Position annotation records
_ _ _ _ _

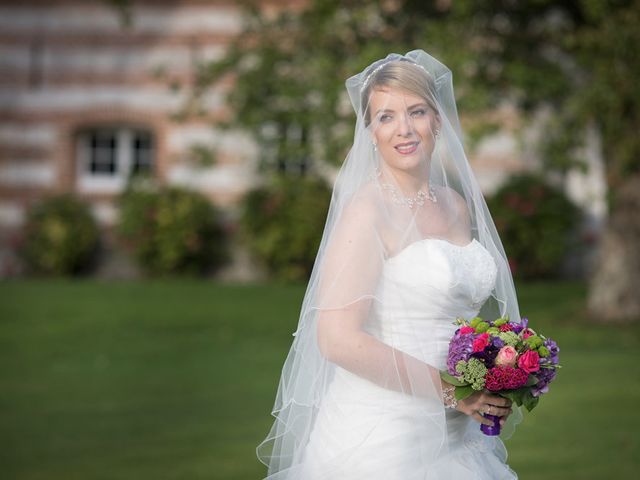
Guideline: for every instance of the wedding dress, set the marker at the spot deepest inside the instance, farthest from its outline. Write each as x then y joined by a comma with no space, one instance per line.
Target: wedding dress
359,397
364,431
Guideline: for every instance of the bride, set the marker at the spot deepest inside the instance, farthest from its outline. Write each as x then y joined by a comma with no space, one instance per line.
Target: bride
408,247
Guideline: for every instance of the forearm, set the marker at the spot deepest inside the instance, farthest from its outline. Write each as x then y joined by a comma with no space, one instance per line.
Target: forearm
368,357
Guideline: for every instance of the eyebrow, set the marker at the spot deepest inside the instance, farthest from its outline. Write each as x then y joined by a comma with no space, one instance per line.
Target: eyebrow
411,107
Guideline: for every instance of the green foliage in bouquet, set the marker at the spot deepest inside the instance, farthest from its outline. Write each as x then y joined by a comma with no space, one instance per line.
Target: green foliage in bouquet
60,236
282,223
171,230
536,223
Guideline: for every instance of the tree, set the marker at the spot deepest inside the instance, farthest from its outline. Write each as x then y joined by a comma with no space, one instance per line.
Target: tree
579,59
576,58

_ _ _ _ _

Problem statement
Restate each of the entries above word for word and skip every image.

Solved problem
Guideline: for every instance of the wedding dress, set the marker at the spot deepest inside the instance, farthest from its outline. Write each as x then y joined by a comma with no space, one instance per line.
Target: wedding dress
359,397
364,431
Guideline: for every instance of the bride, set the marker at the spot deepest inside the instance, farthest from its outline. Write each as x then y joined by a comma with no space, one instance per line.
Target: bride
408,247
Guideline: for every instance of the forearm, set the marker at the spot deepest inside the instance, farthest from its outline. Write each as x then y joined by a comma with no space, one instance per line.
Target: forearm
368,357
Guideline: for every instance of the eyebrow, set the marker at the spot deepest inside the instance, farthest from its outline. Write each as x then y joined by a comma with no space, one instance per line.
Target: eyebrow
411,107
Guideline: for every instance of the green foliage in bouquet, set the marker at the spot deepest inside the instance, farthest from its outline. Write each as x then y joined by a comma with no space, one instance per line.
Target: green foliage in bouquet
60,236
282,223
171,230
536,223
Guideline: for every instance of the tree, set the marker at the spot deepest inside the instance, farthest from its outline. Write each as x then y joined by a comma with no space, one instance per line.
Target: tree
579,59
576,58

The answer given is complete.